## REQUEST
Return the records, each one exactly as written.

====

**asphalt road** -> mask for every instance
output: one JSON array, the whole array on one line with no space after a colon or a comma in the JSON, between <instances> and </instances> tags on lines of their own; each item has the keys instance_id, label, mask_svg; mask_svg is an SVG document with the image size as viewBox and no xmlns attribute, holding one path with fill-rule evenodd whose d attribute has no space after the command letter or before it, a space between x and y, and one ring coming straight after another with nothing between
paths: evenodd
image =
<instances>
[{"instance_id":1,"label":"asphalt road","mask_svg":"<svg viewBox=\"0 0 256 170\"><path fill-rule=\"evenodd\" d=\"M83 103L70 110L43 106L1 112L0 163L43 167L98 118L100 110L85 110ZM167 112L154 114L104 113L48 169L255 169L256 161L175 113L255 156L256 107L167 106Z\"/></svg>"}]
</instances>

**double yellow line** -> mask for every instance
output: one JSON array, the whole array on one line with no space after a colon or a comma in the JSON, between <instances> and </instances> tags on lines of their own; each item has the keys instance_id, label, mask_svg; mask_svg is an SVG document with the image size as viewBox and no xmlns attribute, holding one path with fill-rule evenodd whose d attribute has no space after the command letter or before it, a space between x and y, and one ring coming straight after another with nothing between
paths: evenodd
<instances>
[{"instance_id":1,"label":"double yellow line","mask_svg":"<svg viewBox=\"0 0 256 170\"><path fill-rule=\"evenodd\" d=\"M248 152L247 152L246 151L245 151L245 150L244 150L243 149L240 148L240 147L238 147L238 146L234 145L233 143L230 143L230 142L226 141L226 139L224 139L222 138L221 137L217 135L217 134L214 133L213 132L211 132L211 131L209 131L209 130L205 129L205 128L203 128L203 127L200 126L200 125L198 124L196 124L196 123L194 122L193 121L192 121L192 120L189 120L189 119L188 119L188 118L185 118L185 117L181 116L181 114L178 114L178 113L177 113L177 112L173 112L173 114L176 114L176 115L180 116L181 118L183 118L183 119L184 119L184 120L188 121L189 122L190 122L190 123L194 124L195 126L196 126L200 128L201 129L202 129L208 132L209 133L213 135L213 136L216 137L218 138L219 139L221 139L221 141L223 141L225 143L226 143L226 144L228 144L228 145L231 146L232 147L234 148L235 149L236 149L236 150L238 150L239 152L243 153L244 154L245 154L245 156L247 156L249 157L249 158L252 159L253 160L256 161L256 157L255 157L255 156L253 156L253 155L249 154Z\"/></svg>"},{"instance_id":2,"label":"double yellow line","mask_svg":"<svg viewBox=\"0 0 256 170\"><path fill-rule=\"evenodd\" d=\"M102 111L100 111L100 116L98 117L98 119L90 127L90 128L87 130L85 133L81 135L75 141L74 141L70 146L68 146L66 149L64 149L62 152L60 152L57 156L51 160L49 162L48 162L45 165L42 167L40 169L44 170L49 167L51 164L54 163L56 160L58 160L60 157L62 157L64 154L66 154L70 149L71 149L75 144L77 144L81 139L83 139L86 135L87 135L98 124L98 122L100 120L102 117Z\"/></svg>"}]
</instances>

====

## ANSWER TO THIS TASK
**asphalt road** -> mask for every instance
output: one JSON array, the whole array on one line with no space after a colon or a comma in the JSON, between <instances> and </instances> tags on lines of their own; each item has the keys instance_id, label, mask_svg; mask_svg is an SVG document with the image size as viewBox and no xmlns attribute, holding one path with fill-rule evenodd whose d attribute has no space after the command letter or before it, a space between x and y, and one ring coming straight after another with nothing between
paths: evenodd
image =
<instances>
[{"instance_id":1,"label":"asphalt road","mask_svg":"<svg viewBox=\"0 0 256 170\"><path fill-rule=\"evenodd\" d=\"M83 103L70 110L43 106L1 112L0 163L43 167L98 118L100 110L85 110ZM167 112L154 114L104 113L48 169L255 169L256 161L175 113L255 156L256 107L167 106Z\"/></svg>"}]
</instances>

**double yellow line** -> mask for every instance
output: one JSON array, the whole array on one line with no space after a colon or a comma in the JSON, between <instances> and </instances> tags on lines of their own; each item has the keys instance_id, label, mask_svg; mask_svg is an SVG document with the image size as viewBox and no xmlns attribute, holding one path with fill-rule evenodd whose d attribute has no space after the command letter or before it, a space between x and y, and one ring coming straight after another with nothing between
paths: evenodd
<instances>
[{"instance_id":1,"label":"double yellow line","mask_svg":"<svg viewBox=\"0 0 256 170\"><path fill-rule=\"evenodd\" d=\"M248 152L247 152L246 151L245 151L245 150L244 150L243 149L240 148L240 147L238 147L238 146L234 145L233 143L230 143L230 142L226 141L226 139L224 139L222 138L221 137L217 135L217 134L214 133L213 132L211 132L211 131L209 131L209 130L205 129L205 128L203 128L203 127L200 126L200 125L198 124L196 124L196 123L194 122L193 121L192 121L192 120L189 120L189 119L188 119L188 118L185 118L185 117L181 116L181 114L178 114L178 113L177 113L177 112L173 112L173 114L176 114L176 115L180 116L181 118L183 118L183 119L184 119L184 120L188 121L189 122L190 122L190 123L194 124L195 126L196 126L200 128L201 129L202 129L208 132L209 133L213 135L213 136L216 137L218 138L219 139L221 139L221 141L223 141L225 143L226 143L226 144L228 144L228 145L231 146L232 147L234 148L235 149L236 149L236 150L238 150L239 152L243 153L244 154L245 154L245 156L247 156L249 157L249 158L252 159L253 160L256 161L256 157L255 157L255 156L253 156L253 155L249 154Z\"/></svg>"},{"instance_id":2,"label":"double yellow line","mask_svg":"<svg viewBox=\"0 0 256 170\"><path fill-rule=\"evenodd\" d=\"M102 111L100 111L100 116L98 117L98 119L90 127L90 128L87 130L85 133L81 135L75 141L74 141L70 146L68 146L66 149L64 149L62 152L60 152L57 156L51 160L49 162L48 162L45 165L42 167L40 169L44 170L49 167L51 164L54 163L56 160L58 160L60 157L62 157L64 154L66 154L70 149L71 149L75 144L77 144L81 139L83 139L86 135L87 135L98 124L98 122L100 120L102 117Z\"/></svg>"}]
</instances>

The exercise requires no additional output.